Instruction:
How many lines in the records below contain the string "keypoint"? Reply with the number only.

Exercise materials:
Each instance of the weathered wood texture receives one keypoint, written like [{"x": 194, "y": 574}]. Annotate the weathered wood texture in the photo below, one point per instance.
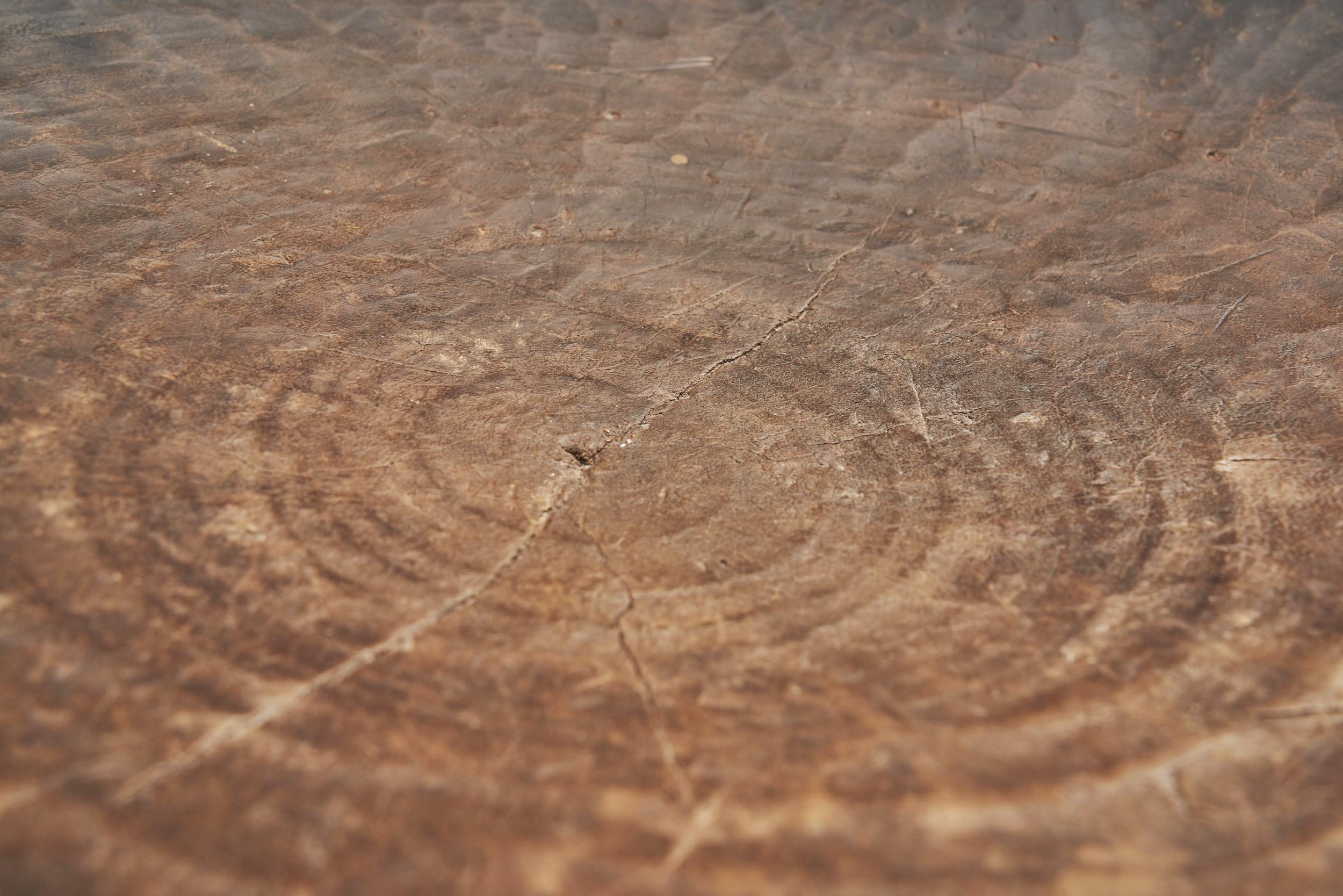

==

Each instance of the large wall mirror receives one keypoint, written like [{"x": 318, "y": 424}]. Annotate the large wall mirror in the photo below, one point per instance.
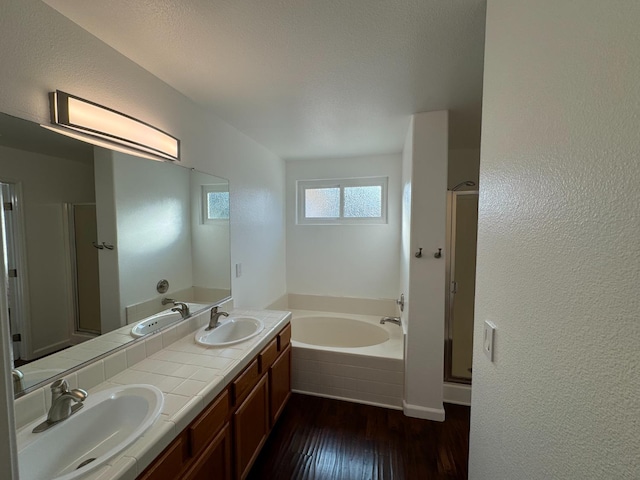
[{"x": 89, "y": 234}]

* * *

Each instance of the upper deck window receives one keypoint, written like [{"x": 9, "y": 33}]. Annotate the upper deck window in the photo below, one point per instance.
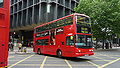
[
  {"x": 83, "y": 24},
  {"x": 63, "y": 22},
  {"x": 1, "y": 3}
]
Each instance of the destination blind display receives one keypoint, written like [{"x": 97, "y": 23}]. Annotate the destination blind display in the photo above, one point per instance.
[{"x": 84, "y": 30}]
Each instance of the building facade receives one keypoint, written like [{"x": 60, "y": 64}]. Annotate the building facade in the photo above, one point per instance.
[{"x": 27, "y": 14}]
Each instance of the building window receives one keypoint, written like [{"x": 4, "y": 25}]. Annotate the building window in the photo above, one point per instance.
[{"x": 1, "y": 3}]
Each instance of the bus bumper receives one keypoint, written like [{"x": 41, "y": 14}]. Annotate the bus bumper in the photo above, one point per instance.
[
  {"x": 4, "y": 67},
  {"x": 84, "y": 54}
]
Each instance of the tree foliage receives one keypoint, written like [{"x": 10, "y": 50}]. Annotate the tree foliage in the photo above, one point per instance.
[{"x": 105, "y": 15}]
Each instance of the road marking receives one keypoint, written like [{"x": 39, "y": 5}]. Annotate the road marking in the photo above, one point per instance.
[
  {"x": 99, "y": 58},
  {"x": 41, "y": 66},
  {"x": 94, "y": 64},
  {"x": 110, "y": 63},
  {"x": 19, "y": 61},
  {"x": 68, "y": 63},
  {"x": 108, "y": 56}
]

Task output:
9